» Stored data entries
◆ ◆ ◆

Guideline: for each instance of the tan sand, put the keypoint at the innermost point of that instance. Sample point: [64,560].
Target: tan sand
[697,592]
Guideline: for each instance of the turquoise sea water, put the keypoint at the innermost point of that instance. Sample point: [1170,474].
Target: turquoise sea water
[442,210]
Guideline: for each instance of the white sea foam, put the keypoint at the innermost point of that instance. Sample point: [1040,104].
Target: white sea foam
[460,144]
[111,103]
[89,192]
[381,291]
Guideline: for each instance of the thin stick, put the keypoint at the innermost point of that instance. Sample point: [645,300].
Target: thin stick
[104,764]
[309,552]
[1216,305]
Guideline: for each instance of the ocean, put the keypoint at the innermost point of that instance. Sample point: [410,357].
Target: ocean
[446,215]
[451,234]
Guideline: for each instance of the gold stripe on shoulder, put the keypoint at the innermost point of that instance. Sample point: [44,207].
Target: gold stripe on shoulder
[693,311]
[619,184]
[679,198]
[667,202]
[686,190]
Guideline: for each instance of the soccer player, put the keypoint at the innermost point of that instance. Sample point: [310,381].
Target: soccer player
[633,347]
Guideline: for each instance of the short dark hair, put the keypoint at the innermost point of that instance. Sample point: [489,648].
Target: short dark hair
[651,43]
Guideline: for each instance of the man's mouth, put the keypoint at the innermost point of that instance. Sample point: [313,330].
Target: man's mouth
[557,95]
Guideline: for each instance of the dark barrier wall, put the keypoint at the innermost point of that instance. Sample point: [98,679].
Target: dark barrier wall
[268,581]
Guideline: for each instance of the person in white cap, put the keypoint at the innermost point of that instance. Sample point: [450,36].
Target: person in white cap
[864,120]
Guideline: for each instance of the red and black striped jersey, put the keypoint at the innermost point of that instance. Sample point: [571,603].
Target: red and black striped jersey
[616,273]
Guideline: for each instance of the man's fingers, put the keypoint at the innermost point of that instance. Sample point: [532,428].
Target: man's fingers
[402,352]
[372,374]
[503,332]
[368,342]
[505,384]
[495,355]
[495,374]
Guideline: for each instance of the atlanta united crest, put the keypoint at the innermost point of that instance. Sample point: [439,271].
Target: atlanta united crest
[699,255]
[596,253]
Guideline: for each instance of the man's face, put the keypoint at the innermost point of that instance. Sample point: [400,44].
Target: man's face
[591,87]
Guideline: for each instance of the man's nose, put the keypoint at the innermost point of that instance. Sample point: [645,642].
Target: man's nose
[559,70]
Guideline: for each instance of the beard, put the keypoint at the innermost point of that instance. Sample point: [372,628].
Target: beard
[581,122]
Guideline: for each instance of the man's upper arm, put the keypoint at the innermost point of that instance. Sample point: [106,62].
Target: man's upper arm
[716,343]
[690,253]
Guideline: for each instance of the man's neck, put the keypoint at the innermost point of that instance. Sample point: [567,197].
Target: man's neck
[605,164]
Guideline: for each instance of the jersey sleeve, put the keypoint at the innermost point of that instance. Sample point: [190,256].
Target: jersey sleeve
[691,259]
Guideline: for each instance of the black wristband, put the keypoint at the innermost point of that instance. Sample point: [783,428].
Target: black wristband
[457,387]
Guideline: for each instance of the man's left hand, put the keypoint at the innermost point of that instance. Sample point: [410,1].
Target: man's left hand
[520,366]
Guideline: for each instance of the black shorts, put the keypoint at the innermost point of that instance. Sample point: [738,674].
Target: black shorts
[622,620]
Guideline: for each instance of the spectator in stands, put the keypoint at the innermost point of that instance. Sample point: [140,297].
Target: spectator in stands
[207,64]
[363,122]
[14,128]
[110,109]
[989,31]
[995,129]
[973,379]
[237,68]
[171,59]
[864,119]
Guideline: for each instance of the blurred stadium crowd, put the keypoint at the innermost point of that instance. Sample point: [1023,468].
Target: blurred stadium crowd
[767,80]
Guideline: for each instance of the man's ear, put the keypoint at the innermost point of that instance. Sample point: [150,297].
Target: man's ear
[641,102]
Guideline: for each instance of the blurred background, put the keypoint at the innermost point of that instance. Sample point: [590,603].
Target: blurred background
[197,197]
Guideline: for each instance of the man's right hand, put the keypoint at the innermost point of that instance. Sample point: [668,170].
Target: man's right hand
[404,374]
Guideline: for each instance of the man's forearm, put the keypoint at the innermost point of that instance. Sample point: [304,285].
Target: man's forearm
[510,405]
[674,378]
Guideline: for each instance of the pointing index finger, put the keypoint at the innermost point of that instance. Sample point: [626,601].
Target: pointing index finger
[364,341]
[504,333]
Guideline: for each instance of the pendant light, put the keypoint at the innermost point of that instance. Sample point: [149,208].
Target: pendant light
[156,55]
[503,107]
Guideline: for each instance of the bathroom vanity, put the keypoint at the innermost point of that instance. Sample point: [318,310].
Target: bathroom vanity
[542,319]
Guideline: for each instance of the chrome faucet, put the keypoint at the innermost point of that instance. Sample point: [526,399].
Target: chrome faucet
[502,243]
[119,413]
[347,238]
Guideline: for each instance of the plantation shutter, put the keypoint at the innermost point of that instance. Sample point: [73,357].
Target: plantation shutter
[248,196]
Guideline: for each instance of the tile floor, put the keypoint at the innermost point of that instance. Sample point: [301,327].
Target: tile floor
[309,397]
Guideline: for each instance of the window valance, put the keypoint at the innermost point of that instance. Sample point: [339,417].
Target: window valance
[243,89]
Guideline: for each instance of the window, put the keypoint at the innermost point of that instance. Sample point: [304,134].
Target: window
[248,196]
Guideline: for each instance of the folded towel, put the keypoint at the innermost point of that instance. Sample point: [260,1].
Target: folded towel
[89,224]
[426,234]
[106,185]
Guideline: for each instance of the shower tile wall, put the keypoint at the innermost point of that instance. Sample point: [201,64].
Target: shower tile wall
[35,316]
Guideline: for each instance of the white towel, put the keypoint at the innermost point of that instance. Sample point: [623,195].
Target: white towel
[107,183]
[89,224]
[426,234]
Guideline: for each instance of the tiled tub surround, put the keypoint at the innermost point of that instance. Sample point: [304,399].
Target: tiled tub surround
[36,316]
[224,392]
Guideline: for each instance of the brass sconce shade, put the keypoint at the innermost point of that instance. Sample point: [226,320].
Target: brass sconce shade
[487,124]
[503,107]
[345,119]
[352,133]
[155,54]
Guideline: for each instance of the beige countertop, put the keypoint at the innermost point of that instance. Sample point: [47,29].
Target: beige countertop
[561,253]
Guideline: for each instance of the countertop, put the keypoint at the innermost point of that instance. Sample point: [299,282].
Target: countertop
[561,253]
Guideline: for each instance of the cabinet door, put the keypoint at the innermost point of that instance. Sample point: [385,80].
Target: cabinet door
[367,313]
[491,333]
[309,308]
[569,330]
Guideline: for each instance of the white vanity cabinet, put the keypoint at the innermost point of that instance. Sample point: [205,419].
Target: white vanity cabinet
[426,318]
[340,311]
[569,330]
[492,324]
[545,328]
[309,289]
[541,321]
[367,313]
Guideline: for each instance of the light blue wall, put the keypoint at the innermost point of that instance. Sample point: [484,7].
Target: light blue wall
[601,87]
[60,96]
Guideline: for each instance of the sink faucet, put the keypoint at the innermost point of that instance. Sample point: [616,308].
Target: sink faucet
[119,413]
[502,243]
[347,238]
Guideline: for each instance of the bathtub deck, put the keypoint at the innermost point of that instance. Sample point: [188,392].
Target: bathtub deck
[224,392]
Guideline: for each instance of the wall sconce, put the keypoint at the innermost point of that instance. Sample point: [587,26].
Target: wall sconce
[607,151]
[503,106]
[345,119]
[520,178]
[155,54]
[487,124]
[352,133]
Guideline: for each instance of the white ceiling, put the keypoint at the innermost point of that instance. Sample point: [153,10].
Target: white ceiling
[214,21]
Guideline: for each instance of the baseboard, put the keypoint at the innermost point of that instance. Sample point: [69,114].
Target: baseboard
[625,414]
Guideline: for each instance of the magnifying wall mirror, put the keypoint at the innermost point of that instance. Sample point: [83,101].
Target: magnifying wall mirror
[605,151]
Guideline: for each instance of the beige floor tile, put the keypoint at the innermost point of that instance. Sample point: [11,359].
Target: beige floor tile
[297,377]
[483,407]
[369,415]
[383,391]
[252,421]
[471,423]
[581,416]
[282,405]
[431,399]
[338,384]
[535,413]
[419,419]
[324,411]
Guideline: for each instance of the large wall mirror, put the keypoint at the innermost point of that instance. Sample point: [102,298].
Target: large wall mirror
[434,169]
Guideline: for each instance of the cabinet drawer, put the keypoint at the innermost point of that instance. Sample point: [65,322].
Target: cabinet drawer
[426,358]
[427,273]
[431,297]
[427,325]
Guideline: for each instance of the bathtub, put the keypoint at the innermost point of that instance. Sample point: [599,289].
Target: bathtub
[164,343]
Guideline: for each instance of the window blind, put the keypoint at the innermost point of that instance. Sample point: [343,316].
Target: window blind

◆ ◆ ◆

» Exercise goal
Return exactly, and only, the line containing "Guideline: for each instance of the beige floor" and every line after it through the end of the material.

» Answer below
Guideline: for each instance of the beige floor tile, put the keypoint at the innermost point of that instance. Sample point: [11,359].
Target: beige floor tile
[297,377]
[483,407]
[369,415]
[383,391]
[252,421]
[471,423]
[581,416]
[282,405]
[431,399]
[338,384]
[535,413]
[419,419]
[324,411]
Guideline: for each instance of the large wall mirror, put the keypoint at the innermost point of that instance. Sample point: [102,298].
Target: large wall mirror
[434,169]
Guideline: for each instance of the cabinet drawer, put the keypoint at the innermost point of that instance. Sample point: [65,322].
Target: cabinet drawer
[426,358]
[427,273]
[431,297]
[427,325]
Guideline: for each instance of the bathtub, put the keypoint at the innermost point of that instance. Sample point: [599,289].
Target: bathtub
[164,343]
Guideline: for each instance of the window blind, put the keypoint at the innermost point of that instance. Sample point: [343,316].
Target: window blind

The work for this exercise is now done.